▶ _Natural language region descriptions_
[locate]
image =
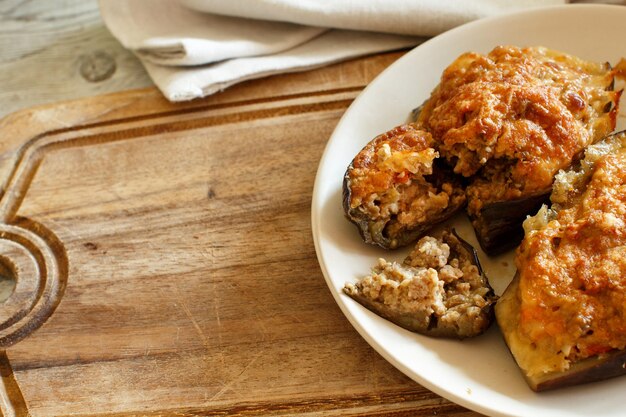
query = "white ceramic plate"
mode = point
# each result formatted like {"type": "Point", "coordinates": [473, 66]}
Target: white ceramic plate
{"type": "Point", "coordinates": [479, 374]}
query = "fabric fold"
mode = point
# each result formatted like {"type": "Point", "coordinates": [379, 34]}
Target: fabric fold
{"type": "Point", "coordinates": [194, 48]}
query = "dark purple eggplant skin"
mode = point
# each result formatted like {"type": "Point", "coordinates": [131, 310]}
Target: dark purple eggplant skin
{"type": "Point", "coordinates": [597, 368]}
{"type": "Point", "coordinates": [441, 174]}
{"type": "Point", "coordinates": [498, 226]}
{"type": "Point", "coordinates": [609, 365]}
{"type": "Point", "coordinates": [428, 325]}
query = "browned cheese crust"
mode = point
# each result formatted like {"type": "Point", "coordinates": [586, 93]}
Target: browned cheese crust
{"type": "Point", "coordinates": [513, 118]}
{"type": "Point", "coordinates": [393, 191]}
{"type": "Point", "coordinates": [569, 303]}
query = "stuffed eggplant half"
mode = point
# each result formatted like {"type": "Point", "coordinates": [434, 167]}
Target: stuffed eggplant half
{"type": "Point", "coordinates": [564, 315]}
{"type": "Point", "coordinates": [439, 290]}
{"type": "Point", "coordinates": [395, 189]}
{"type": "Point", "coordinates": [509, 121]}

▶ _AIM OF THE EXERCISE_
Return every entry word for word, minus the pictures.

▶ _WRITTEN REPLY_
[locate]
image =
query = "white ceramic plate"
mode = point
# each result formatted like {"type": "Point", "coordinates": [473, 66]}
Target: white ceramic plate
{"type": "Point", "coordinates": [479, 374]}
query = "fabric fold"
mode = point
# each result formatted like {"type": "Point", "coordinates": [379, 34]}
Target: fabric fold
{"type": "Point", "coordinates": [194, 48]}
query = "dark purple eggplant skin"
mode = point
# each result formatted like {"type": "Point", "coordinates": [131, 310]}
Target: dark purple eggplant skin
{"type": "Point", "coordinates": [597, 368]}
{"type": "Point", "coordinates": [441, 174]}
{"type": "Point", "coordinates": [498, 226]}
{"type": "Point", "coordinates": [609, 365]}
{"type": "Point", "coordinates": [428, 325]}
query = "browned cheese crust"
mode = point
# each result formatted like {"type": "Point", "coordinates": [586, 93]}
Target: browned cheese crust
{"type": "Point", "coordinates": [513, 118]}
{"type": "Point", "coordinates": [393, 191]}
{"type": "Point", "coordinates": [569, 303]}
query = "stuffed eggplant half"
mode = point
# each result formatted like {"type": "Point", "coordinates": [434, 167]}
Target: stuffed eggplant half
{"type": "Point", "coordinates": [564, 315]}
{"type": "Point", "coordinates": [439, 290]}
{"type": "Point", "coordinates": [395, 189]}
{"type": "Point", "coordinates": [509, 121]}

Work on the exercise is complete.